Zadanie do wykonania A:
Oceń, czy poniższe stwierdzenia zgadzają się z tekstem o apokaliptyce. Przy każdym odpowiedz „tak” lub „nie” i przytocz dosłownie rozstrzygające słowa tekstu.
(i) Apokalipsa nowotestamentalna jest szczególnie istotna ze względu na doświadczenie dialogu z objawiającym się Bogiem.
(ii) Filozofia sytuacji granicznych unika odwoływania się do apokaliptyki.
(iii) Dzisiejsze zainteresowanie apokaliptyką prowadzi do odpowiedzi na pytanie, czym ona jest.

Fragment tekstu:

════════════════════

Zasadniczym powodem, dla którego lektura tekstów objawieniowych jest istotna dla czytelnika, jest więc doświadczenie dialogu z objawiającym się Bogiem. Apokalipsa nowotestamentalna jest pod tym względem szczególnie istotnym tekstem - przeczytaj w „Teologia Polityczna Co Tydzień”: Pomiędzy Alfą i Omegą artykuł o. prof. Waldemara Linkego CP.
„Apokaliptyk umiejscawia siebie w dniu ostatnim, dniu gniewu: widzi kres czasu i opisuje to, co widzi”[1]. Takie spojrzenie na apokaliptykę jest charakterystyczne dla próby opisania rzeczywistości bezprecedensowej i pozbawionej stałości. Filozofia sytuacji granicznych (liminalna) chętnie sięga do apokaliptyki jako swej poprzedniczki. Czy robi to w sposób jakkolwiek uprawomocniony, skoro neguje własną i apokaliptyczną wartość poznawczą w zakresie wykraczającym poza analizę podmiotu i społecznej rzeczywistości, a więc zakresu w którym operuje według niego religia[2]? Czym jest apokaliptyka i o czym mówi? Zainteresowanie apokaliptyką zdaje się nie prowadzić nas dziś do odpowiedzi na te pytania.

════════════════════

Pokazana lista:
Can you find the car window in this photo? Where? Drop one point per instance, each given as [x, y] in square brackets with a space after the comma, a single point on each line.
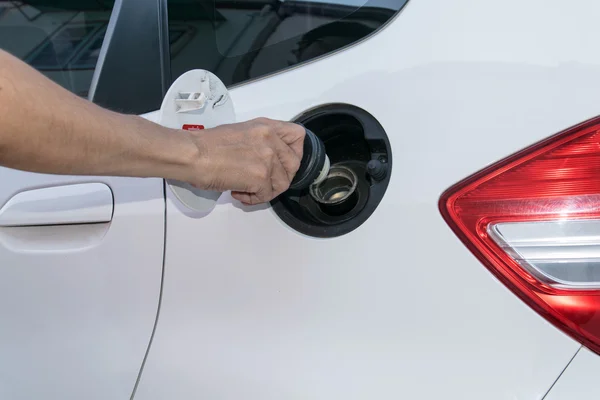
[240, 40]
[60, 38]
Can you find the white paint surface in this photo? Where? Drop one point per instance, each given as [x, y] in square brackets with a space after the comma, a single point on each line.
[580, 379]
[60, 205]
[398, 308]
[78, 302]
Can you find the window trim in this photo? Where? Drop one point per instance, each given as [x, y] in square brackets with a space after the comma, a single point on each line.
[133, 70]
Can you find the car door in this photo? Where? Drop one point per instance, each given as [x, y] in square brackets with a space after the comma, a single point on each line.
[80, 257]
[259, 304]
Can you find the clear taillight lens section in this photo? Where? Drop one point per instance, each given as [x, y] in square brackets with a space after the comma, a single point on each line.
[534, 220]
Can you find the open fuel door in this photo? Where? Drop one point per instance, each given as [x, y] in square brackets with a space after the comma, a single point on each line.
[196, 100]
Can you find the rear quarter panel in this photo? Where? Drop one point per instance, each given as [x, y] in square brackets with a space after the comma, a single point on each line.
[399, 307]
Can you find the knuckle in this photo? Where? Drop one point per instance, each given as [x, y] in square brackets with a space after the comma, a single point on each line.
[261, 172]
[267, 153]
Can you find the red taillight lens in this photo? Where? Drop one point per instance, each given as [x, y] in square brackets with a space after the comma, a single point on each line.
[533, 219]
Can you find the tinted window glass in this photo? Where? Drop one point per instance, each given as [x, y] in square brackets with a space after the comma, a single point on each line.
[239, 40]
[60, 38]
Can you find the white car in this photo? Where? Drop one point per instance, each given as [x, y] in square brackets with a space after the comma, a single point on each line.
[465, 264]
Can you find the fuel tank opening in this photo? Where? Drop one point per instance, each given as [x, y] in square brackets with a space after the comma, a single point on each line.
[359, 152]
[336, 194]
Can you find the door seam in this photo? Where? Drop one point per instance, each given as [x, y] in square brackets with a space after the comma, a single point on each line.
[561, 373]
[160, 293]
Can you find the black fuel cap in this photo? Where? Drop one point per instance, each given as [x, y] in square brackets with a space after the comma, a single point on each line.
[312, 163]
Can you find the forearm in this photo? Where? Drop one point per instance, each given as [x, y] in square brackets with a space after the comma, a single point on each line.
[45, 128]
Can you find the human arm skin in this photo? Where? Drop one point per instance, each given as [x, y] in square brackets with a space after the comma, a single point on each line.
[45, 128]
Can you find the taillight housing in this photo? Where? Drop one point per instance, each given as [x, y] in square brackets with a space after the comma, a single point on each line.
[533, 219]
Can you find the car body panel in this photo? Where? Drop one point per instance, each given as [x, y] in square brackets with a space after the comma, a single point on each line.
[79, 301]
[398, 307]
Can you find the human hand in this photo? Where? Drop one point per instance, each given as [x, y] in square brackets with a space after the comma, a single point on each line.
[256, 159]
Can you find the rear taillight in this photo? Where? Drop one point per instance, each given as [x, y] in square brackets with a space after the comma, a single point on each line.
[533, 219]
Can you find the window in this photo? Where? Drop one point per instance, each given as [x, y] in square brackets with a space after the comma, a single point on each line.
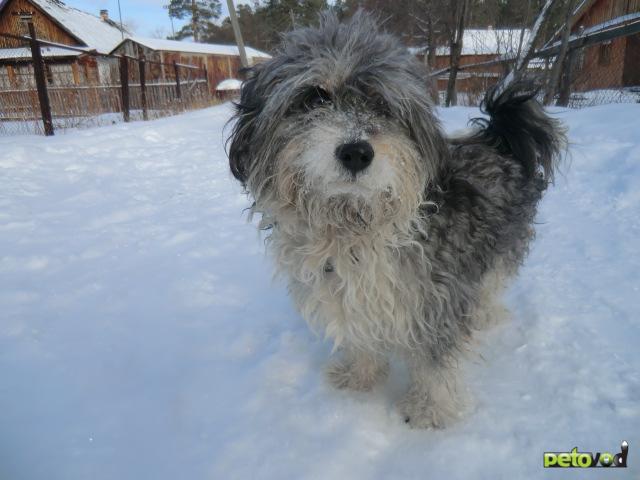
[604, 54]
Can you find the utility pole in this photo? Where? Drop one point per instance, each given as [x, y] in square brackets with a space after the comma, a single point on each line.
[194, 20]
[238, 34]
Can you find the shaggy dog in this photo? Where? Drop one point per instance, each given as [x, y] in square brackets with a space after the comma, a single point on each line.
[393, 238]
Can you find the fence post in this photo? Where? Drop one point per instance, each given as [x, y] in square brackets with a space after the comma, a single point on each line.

════════════════════

Zadanie do wykonania B: Przesuń o -22 każdą współrzędną punktów w odpowiedziach i przepisz wszystkie wiersze listy od wiersza zawierającego „Can you find the taillight” aż do końca listy, oba krańce włącznie. Obrazy pomiń.

Rozwiązanie A:
(i) Tak: „Apokalipsa nowotestamentalna jest pod tym względem szczególnie istotnym tekstem”.
(ii) Nie: „Filozofia sytuacji granicznych (liminalna) chętnie sięga do apokaliptyki jako swej poprzedniczki”.
(iii) Nie: „Zainteresowanie apokaliptyką zdaje się nie prowadzić nas dziś do odpowiedzi na te pytania”.

Rozwiązanie B:
Can you find the taillight housing in this photo? Where? Drop one point per instance, each given as [x, y] in square brackets with a space after the comma, a single point on each line.
[511, 197]
Can you find the car body panel in this photo? Where? Drop one point per instance, each given as [x, y] in square brackets with a space after the comma, a single point on each line.
[57, 279]
[376, 285]
Can you find the human hand in this photo? Where? Drop one point per instance, each given as [x, y] in square brackets with a space after the comma, a single point on each line.
[234, 137]
Can you find the rear taillight in this photo? Where? Drop one point per instance, each given as [x, y] in square brackets with a space after the comma, a single point on each line.
[511, 197]
Can you find the window in this photo? Where? Drop one point per instance, each given as [x, y] in square brackets with a space after the comma, a single point on each line.
[582, 32]
Can you find the utility pole in this photo? Where? Drop one point per instance, each given as [x, y] in square brackets with a space after the comma, a single point on each line.
[172, -2]
[216, 12]
Can you find the shaggy dog in this photo? Where? Drop one point per instance, each given as [x, y] in square brackets with a space after the comma, a single point on each line.
[371, 216]
Can you find the fence post in this photo? Where? Drop one point per instance, each given as [x, y] in square brackets with a space after the comma, a single point on each line.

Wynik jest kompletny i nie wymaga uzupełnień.